### RECORD LIST
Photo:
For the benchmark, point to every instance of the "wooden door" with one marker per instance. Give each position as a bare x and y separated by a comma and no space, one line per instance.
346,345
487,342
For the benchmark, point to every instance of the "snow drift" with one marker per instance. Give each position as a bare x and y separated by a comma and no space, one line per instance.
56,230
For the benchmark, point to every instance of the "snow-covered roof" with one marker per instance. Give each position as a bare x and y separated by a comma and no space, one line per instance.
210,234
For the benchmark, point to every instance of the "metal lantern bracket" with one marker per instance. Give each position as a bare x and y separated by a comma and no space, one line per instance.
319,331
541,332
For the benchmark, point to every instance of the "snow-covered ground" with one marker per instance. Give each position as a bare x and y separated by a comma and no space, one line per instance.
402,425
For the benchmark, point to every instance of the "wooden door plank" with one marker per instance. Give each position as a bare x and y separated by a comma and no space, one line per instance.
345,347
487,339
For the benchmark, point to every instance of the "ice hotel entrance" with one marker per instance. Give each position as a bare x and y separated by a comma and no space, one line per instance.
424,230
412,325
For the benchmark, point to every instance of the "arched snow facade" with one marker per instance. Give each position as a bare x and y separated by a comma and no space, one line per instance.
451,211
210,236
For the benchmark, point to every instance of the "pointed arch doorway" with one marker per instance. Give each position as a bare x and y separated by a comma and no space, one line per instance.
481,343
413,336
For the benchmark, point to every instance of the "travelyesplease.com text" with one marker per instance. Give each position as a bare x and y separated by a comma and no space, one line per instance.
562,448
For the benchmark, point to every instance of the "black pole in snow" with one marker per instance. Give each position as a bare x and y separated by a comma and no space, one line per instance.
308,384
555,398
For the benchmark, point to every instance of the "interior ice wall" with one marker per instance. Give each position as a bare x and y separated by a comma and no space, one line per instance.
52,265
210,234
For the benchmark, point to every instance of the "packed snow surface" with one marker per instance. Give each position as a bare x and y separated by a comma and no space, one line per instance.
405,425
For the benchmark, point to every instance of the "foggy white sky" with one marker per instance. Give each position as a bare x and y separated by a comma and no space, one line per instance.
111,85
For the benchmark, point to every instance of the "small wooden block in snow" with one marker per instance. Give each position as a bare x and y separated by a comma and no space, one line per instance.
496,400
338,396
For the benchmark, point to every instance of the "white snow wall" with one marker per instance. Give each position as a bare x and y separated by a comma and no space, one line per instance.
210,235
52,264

### PROBLEM
Every record shown above must be echoed exactly.

### OUTPUT OF THE TASK
Photo:
For the benchmark, point to every instance of the "wooden door" with one marker per instance. Give each position as a bare x and y separated by a comma and no space, one line per instance.
346,345
487,342
For the benchmark, point to every instance of the "snow drift" with one marker per instance. Give each position as a bare x and y separated by a comma and no space, one line per instance.
56,230
For the benchmark, point to every instance of the "snow-covered roof" with one marker per instance. Give each position as a bare x and y separated by a comma and no space, one line per instance.
210,234
For the benchmark, point to every instance of the "metal lantern bracket" with one marker per instance. Give each position as a bare x and y separated by a comma and no space, one line per instance.
319,331
541,332
For the benchmark, point to every instance of the "snow-covered ground" with one marker per instance. Give each position as a bare x and y separated by a comma and no space, one line per instance.
402,425
For the benchmark, point to every instance of the "wooden door plank" with one marker per instance. Give each position as a bare x and y separated by a comma and no space, one line per instance.
345,347
487,339
For the benchmark, point to every instance of the "ice hotel entrance" with one marker per instance. Give each position as a bare x and y separated by a comma and no space, one line per instance.
424,230
412,325
For the benchmark, point to every instance of the "arched snow facade" with one marker per instance. Give each position as a bare x and y separated by a comma and no space, one line per instance.
451,211
210,236
For the benchmark, point to every instance of the "pointed arch doorway" with one marker per instance. Give each position as a bare x and y separated by a comma and no space, one line per instance.
481,343
413,336
For the benchmark, point to every instance of the "travelyesplease.com text" with one marker per instance. Give each position as a bare x and y separated by a comma and no space, one line per instance.
562,448
For the benchmark, point to every instance of the "black pole in snow" with one marker per instance. Give each position as a bare x and y separated by a comma and no space, one line per instance.
308,384
555,398
For the benchmark, point to every instance of the "interior ice wall" with one marker per instance. Give each position as a bare x and y separated by a comma and no space, one line per instance.
52,265
210,234
For the benchmark, point to every instance of the "packed snow surface" with one marker per instance. Give each position as a bare x and y separated by a comma and no space, one line per instance.
405,425
For the benchmark, point to every instance of the "foggy white sky" with one marker per instance. Give each position as a bare x and y separated by a comma and no space, one line per instance.
111,85
For the benchmark, point to every instance of the "small wooden block in snow" with one marker per instance. Give each position as a bare x and y separated by a comma and no space, one line per instance.
496,400
338,396
For the benchmark, point to every instance of the "white snow wall" with one marker per instance. Give each position as a bare x and y separated by a comma and no space, one line per instance.
210,235
52,264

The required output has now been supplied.